● Instructions to follow: Using the records below, write out again exactly the lines that begin at the line containing "Tag each instance of the dirt mound" and end at the line containing "Tag each instance of the red", and no other lines.

● Given records:
**********
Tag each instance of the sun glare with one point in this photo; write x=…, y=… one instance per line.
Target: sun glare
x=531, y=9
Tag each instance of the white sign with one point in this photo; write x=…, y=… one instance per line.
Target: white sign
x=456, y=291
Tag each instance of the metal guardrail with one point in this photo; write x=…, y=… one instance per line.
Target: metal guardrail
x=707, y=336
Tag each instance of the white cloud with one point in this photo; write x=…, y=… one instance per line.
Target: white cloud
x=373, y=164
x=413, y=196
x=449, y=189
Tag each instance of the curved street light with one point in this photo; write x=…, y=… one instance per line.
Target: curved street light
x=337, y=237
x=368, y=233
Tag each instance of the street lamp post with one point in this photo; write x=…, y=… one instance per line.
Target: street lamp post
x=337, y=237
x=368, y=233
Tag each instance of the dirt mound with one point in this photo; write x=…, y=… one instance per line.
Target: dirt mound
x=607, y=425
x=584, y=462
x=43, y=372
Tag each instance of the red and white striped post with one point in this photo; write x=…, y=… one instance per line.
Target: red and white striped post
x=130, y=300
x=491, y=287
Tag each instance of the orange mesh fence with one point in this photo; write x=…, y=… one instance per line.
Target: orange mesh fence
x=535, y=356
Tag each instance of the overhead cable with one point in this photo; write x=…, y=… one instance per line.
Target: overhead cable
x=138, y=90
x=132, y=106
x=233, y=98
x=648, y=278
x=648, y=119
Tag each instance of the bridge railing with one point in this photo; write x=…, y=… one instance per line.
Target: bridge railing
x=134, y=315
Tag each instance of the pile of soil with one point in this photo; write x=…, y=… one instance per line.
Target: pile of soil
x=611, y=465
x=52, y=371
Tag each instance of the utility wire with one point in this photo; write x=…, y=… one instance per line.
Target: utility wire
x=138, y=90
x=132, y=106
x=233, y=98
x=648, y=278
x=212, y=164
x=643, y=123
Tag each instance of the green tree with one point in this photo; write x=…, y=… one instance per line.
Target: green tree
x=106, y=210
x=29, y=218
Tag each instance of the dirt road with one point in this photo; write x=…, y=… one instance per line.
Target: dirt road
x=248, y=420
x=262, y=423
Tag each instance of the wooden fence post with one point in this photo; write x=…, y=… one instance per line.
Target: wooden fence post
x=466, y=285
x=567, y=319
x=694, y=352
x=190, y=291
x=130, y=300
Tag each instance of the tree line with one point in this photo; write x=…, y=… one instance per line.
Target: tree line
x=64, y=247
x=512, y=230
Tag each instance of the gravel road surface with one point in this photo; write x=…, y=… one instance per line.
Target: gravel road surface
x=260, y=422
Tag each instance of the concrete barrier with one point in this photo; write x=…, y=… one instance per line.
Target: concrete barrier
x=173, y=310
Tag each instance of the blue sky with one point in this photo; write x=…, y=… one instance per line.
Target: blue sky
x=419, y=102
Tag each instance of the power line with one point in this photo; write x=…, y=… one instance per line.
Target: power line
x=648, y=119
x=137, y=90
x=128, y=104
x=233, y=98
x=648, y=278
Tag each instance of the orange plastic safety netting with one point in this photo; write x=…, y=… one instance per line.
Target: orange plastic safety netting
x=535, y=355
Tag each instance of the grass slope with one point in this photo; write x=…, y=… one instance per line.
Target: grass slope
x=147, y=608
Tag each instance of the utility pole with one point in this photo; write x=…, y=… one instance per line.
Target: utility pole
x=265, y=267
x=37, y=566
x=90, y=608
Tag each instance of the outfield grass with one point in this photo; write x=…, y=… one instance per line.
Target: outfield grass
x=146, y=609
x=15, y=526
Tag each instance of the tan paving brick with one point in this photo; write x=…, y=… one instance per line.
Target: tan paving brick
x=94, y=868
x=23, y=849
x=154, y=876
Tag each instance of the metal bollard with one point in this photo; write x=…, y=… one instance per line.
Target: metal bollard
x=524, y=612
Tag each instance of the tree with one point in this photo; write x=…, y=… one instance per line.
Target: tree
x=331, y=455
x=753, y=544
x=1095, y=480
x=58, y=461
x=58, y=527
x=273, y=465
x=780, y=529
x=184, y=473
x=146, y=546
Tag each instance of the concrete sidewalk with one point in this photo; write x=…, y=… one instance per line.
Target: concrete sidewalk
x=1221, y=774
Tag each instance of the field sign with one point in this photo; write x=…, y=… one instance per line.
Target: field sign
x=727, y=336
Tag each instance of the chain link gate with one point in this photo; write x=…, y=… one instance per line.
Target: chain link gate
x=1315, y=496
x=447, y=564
**********
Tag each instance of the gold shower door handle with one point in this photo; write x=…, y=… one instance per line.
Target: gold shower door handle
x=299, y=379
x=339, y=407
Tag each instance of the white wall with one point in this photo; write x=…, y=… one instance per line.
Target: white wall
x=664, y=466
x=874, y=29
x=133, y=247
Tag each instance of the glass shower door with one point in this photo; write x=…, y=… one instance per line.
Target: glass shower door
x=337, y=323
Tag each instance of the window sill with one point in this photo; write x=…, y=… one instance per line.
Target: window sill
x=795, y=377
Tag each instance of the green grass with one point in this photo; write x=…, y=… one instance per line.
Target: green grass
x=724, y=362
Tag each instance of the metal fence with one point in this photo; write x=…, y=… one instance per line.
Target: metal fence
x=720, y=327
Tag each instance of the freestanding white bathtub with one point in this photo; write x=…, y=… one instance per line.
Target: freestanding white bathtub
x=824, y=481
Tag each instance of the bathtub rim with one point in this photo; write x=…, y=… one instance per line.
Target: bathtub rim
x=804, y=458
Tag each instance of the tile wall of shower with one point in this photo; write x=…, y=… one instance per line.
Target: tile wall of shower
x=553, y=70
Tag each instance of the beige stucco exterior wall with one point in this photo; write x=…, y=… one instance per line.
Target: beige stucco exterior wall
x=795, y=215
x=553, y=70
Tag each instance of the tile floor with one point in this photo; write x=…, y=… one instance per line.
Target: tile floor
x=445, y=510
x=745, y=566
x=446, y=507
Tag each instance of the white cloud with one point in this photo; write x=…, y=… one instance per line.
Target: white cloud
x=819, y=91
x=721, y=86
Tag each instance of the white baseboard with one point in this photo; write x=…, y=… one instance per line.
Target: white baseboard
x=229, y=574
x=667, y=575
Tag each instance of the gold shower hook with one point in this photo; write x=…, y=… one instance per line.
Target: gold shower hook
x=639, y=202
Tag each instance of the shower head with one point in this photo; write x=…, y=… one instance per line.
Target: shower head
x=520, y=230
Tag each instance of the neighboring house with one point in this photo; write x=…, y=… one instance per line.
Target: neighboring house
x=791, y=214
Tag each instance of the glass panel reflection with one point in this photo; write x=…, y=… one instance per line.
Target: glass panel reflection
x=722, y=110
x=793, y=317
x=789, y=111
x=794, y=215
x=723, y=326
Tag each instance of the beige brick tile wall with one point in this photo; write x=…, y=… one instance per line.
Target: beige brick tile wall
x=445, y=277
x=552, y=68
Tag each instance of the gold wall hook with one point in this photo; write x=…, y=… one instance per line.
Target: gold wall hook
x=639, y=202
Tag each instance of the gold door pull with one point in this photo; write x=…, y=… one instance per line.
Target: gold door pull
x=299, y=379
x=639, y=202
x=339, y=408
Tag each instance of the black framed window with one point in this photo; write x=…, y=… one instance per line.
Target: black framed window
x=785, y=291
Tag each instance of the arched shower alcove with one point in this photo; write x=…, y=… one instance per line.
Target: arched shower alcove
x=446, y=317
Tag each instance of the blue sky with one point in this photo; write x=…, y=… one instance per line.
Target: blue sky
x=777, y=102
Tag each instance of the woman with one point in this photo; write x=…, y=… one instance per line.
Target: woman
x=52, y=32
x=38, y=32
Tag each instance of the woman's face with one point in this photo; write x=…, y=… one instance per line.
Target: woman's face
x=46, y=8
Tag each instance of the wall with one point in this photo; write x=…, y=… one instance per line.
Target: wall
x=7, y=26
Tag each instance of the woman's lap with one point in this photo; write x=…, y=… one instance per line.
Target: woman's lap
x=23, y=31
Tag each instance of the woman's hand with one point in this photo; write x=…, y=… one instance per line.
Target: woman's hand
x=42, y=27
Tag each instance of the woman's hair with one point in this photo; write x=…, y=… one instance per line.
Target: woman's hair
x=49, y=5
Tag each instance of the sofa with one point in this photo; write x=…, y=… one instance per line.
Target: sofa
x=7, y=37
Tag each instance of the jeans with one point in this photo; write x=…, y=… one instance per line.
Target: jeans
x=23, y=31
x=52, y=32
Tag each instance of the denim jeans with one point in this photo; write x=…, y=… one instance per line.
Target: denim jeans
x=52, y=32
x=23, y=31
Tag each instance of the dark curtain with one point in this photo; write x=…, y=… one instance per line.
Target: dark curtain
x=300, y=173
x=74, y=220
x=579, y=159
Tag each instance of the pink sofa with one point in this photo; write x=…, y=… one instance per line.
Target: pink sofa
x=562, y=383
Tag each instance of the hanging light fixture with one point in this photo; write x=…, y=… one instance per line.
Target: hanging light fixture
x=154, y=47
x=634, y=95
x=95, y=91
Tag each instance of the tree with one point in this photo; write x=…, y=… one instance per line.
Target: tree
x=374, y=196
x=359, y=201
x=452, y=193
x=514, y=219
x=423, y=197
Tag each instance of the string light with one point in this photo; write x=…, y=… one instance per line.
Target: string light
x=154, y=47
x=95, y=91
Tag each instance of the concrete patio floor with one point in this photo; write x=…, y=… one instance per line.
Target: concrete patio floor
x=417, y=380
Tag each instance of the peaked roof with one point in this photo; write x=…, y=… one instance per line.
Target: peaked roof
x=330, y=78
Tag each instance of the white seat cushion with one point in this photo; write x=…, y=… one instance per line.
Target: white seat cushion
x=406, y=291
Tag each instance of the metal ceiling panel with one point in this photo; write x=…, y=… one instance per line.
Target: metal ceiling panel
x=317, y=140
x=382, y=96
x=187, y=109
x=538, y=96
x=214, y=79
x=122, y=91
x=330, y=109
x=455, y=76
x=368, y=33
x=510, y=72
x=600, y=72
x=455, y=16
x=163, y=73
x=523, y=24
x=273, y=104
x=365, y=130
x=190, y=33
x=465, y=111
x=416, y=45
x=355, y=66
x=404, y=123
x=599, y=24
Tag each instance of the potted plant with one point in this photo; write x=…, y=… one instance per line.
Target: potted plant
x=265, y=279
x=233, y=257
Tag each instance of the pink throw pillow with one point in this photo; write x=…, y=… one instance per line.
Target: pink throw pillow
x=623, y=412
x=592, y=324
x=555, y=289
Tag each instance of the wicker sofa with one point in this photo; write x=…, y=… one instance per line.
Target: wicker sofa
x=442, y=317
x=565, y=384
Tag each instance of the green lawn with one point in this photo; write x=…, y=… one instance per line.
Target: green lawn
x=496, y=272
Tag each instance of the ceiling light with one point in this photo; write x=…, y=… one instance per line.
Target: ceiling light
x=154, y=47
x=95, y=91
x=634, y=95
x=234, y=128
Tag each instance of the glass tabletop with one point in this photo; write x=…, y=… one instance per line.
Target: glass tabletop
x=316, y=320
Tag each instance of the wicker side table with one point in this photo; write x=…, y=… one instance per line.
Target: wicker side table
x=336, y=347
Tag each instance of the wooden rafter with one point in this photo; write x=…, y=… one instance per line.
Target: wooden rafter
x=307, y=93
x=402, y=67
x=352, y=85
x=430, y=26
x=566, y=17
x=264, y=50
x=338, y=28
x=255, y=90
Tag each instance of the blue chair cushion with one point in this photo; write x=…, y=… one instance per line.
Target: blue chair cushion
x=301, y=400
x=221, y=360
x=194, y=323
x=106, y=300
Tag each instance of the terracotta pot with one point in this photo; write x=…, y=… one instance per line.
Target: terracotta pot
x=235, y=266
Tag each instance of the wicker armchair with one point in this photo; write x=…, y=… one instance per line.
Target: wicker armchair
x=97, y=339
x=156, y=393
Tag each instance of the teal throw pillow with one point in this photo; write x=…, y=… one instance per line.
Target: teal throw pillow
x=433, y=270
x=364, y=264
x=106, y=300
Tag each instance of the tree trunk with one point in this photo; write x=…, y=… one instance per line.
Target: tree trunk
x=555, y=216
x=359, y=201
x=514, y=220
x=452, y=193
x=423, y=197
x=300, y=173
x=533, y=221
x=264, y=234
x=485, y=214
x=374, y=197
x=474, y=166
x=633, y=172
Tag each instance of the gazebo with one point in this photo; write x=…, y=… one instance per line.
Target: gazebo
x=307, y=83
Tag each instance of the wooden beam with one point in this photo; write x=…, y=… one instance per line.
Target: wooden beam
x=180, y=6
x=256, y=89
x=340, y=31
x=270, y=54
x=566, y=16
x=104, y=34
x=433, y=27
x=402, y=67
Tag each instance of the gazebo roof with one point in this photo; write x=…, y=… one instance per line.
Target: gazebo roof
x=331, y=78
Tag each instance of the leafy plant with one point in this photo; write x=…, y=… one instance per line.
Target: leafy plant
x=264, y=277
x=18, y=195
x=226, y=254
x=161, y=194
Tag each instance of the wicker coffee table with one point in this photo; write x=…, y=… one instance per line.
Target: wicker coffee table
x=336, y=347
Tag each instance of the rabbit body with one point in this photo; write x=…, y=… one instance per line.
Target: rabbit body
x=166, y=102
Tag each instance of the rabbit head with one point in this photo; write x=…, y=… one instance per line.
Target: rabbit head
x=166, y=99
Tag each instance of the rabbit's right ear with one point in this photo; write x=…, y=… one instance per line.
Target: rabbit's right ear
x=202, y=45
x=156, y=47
**********
● Solution to the exercise:
Tag each instance of the dirt mound with one point in this photo; write x=…, y=… one instance per line.
Target: dirt mound
x=607, y=425
x=584, y=462
x=43, y=372
Tag each instance of the red and white striped post with one point in this photo; write x=…, y=… one instance per line.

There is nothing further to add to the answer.